C'est un nouveau pas en avant pour la reprogrammation cellulaire. Martin Fussenegger, professeur de biotechnologie à l'École Polytechnique Fédérale de Zurich et son équipe sont parvenus à reprogrammer des cellules graisseuses humaines en cellules bêta capables de produire de l’insuline. Leur technique innovante a été publiée dans la revue Nature Communication.
Mimer la maturation
C’est en utilisant des cellules de tissu graisseux, prélevées chez un homme de 50 ans, que les scientifiques suisses ont réussi à obtenir ces cellules bêta. Présentes dans le pancréas, ce sont elles qui sont déficientes chez les patients atteints de diabète de type 1.
Pour parvenir à transformer les cellules graisseuses en cellules pancréatiques, les chercheurs ont mis au point une technique permettant de moduler dans le temps l’expression de certains gènes d’intérêt. Cette reprogrammation génétique cible notamment les protéines Ngn3, Pdx1 et MafA.
La méthode repose entre autres sur l’utilisation d’acide vanillique. « C'est cet acide qui dirige le programme génétique ; en modulant sa concentration les niveaux d'expression de ces facteurs change, explique à Pourquoidocteur le Pr Fussenegger. Le timing et la quantité de ces facteurs sont extrêmement importants pour la transformation des cellules ». Lors du processus de maturation naturelle, la concentration de ces protéines évolue en effet au fil des jours selon un mécanisme complexe, difficile à reproduire en laboratoire jusqu’à présent.
« L'ancien protocole était plus cher, moins reproductible, moins efficace en terme de transformation et les cellules étaient moins sensibles », précise le scientifique. Pour Martin Fussenegger, cette nouvelle méthode est une réelle avancée dans le domaine des techniques génétiques, elle permettrait de transformer trois cellules sur quatre en cellules bêta fonctionnelles.

LIGNES FOURNIES:
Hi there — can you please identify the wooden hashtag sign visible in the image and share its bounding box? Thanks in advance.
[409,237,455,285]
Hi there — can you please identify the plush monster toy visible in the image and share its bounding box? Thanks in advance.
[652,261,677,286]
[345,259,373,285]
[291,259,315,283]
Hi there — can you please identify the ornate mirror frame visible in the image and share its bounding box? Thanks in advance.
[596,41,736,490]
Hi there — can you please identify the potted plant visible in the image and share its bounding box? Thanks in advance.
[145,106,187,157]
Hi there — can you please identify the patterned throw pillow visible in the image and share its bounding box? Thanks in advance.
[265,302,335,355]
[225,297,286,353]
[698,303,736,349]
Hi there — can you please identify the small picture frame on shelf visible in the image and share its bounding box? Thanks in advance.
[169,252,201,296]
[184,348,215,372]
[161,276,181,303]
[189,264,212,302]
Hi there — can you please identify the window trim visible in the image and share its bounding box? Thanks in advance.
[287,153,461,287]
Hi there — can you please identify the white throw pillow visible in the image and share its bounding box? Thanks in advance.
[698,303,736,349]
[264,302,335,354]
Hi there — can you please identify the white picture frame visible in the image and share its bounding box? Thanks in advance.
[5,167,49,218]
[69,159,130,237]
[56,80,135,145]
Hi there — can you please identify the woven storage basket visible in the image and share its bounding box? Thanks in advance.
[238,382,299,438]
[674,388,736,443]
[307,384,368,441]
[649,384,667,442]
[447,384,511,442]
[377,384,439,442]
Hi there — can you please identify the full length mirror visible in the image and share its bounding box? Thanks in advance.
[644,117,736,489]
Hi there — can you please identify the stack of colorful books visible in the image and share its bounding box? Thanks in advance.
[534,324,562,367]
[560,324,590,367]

EXERCICE 1:
Dites si chaque affirmation s'accorde avec le texte sur la reprogrammation cellulaire, en répondant oui ou non et en citant les mots du texte qui tranchent.
(a) Les cellules graisseuses utilisées ont été prélevées chez une femme de 50 ans.
(b) La technique a été publiée dans la revue Nature Communication.
(c) La nouvelle méthode permettrait de transformer trois cellules sur quatre en cellules bêta fonctionnelles.
EXERCICE 2:
Répondez brièvement à ces questions à l'aide du texte sur la reprogrammation cellulaire.
(a) Dans quel établissement Martin Fussenegger est-il professeur ?
(b) Quelles protéines la reprogrammation génétique cible-t-elle notamment ?
(c) Sur l'utilisation de quel acide la méthode repose-t-elle entre autres ?
EXERCICE 3: Écrivez la suite du texte sur la reprogrammation cellulaire, à partir de sa dernière phrase.

RÉPONSE 1:
(a) Non : « prélevées chez un homme de 50 ans »
(b) Oui : « Leur technique innovante a été publiée dans la revue Nature Communication »
(c) Oui : « elle permettrait de transformer trois cellules sur quatre en cellules bêta fonctionnelles »

RÉPONSE 2:
(a) À l'École Polytechnique Fédérale de Zurich.
(b) Ngn3, Pdx1 et MafA.
(c) L'acide vanillique.

RÉPONSE 3:
Un futur traitement du diabète ?
Les cellules traitées par cette technique ressemblent en tous points aux cellules bêta naturelles. Elles contiennent, comme leurs semblables, des granules noires, réserves d'insuline, qu’elles sont capables de sécréter en présence de glucose. Seule limite pour l’instant : la quantité d’hormone produite n'est pas aussi élevée que celle des cellules pancréatiques naturelles.
Martin Fussenegger espère maintenant trouver les financements nécessaires pour poursuivre cette recherche et envisager des tests chez l’homme. Selon le chercheur cette thérapie cellulaire pourrait être envisagée en clinique d’ici une dizaine d’années.
Des transplantation de cellules bêta ont déjà été réalisées. Mais ces greffes imposaient la prise d'un traitement immunosuppresseur afin d'éviter les rejets. Un problème que cette nouvelle approche pourrait résoudre : « Avec nos cellules bêta, il n'y aura probablement plus besoin d'utiliser ces médicaments puisque les cellules proviennent du patient lui-même », conclut le Pr Fussenegger.